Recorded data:
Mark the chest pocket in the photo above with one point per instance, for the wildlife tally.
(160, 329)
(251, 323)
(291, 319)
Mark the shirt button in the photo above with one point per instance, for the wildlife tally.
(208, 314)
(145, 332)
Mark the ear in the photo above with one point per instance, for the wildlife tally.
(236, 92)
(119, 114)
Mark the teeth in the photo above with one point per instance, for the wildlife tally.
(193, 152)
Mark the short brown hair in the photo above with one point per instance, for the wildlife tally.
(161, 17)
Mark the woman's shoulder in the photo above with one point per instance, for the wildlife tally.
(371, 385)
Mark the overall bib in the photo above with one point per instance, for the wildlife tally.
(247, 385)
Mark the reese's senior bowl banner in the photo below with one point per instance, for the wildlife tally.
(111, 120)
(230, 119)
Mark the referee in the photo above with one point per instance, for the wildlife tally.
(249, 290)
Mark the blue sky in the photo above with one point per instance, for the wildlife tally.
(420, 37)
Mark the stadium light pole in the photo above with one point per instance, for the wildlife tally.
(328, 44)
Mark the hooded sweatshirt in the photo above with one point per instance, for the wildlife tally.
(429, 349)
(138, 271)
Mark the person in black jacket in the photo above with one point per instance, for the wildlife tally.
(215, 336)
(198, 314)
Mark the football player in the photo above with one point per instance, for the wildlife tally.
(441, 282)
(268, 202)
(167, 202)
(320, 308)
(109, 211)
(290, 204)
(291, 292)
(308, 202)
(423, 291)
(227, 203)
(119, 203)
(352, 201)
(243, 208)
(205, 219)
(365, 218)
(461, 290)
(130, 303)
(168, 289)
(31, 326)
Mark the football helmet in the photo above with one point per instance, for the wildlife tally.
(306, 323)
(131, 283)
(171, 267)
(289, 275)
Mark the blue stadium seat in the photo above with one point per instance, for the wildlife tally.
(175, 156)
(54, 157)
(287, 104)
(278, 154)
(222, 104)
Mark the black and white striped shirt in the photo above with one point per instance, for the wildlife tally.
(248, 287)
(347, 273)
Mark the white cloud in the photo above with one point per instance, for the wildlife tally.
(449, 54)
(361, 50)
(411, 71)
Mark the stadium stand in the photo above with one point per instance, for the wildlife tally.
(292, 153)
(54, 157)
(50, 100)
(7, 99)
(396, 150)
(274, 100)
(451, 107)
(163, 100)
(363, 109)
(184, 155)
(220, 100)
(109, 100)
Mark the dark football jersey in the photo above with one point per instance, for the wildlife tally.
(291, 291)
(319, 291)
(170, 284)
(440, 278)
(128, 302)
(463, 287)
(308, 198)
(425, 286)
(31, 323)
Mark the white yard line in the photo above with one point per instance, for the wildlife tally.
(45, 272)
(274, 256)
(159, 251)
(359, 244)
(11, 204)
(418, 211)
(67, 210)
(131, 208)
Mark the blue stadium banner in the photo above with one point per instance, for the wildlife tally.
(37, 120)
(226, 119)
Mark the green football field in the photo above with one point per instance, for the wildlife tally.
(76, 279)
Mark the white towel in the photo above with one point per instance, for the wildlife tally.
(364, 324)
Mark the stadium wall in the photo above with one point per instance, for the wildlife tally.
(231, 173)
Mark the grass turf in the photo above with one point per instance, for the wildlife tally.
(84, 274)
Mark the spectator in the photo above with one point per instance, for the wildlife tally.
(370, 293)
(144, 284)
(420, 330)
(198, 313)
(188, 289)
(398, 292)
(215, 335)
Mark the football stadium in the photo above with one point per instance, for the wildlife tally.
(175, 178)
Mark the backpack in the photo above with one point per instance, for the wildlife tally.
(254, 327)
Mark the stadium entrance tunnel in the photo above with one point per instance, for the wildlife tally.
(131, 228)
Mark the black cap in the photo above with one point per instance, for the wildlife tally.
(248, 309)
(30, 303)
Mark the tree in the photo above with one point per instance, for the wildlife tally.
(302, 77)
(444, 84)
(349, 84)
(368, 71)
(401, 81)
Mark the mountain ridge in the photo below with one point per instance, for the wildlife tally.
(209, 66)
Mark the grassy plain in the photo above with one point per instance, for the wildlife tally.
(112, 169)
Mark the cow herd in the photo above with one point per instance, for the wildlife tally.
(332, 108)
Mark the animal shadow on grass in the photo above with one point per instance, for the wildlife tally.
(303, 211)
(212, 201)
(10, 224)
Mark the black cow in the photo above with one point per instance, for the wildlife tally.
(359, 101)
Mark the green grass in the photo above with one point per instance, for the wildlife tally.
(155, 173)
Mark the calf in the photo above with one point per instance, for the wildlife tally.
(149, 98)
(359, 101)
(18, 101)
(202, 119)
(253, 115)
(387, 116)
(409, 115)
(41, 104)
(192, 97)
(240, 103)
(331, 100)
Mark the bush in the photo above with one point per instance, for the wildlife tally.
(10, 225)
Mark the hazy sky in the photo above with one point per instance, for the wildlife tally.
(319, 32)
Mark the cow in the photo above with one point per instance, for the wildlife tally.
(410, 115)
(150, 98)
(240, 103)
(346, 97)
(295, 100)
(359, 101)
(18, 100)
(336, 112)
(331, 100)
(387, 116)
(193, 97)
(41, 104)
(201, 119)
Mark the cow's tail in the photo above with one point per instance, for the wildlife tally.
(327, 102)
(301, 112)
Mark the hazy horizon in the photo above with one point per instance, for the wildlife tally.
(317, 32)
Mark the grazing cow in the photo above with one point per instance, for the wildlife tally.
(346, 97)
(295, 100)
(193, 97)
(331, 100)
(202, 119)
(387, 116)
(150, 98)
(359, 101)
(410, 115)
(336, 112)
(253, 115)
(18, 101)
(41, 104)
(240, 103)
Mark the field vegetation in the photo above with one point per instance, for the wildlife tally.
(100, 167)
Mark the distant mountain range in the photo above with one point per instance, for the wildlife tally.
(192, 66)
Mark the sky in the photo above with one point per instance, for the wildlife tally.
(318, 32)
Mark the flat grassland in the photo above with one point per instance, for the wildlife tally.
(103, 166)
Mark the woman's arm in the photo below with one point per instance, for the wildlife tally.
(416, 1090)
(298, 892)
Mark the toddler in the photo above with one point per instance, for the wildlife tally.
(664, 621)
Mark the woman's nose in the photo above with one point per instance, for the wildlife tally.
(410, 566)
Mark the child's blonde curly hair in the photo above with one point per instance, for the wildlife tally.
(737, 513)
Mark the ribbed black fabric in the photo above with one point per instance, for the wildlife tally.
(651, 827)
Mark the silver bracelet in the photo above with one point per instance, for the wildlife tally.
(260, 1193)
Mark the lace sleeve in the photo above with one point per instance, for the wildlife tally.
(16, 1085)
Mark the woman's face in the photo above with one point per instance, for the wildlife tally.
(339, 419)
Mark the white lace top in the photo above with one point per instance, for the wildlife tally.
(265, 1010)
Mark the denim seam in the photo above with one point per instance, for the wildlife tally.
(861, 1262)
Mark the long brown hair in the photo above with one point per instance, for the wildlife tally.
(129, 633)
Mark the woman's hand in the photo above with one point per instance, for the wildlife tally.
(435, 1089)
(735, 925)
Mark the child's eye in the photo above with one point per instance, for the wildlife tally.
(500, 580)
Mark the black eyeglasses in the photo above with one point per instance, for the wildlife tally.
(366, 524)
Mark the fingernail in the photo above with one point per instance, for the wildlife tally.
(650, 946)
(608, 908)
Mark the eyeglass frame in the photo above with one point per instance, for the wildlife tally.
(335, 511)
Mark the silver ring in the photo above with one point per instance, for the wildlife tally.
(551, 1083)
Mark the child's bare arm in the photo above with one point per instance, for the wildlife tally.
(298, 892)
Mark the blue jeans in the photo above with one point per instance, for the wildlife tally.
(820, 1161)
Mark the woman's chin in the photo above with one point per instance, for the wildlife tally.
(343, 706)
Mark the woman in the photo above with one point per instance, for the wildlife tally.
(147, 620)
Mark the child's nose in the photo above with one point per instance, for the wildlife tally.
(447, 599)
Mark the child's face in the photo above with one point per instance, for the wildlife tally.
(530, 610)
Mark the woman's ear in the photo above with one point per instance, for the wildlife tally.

**Work task**. Your output should be an exact copy of every line from the one containing "Mark the woman's chin" through the end of the records.

**Exercise result**.
Mark the woman's chin in the photo above with one point per instance, for the wildlife tally.
(343, 706)
Mark the woman in the photo above with one point per instance, for the wildlife tally.
(147, 620)
Mark the child's nose in the photo above with one point per instance, for the wildlife tally.
(447, 599)
Mark the child's face in the photo above with one point per instance, for the wildlife tally.
(530, 610)
Mark the woman's ear in the photo above with one point per instance, for the wildlife tally.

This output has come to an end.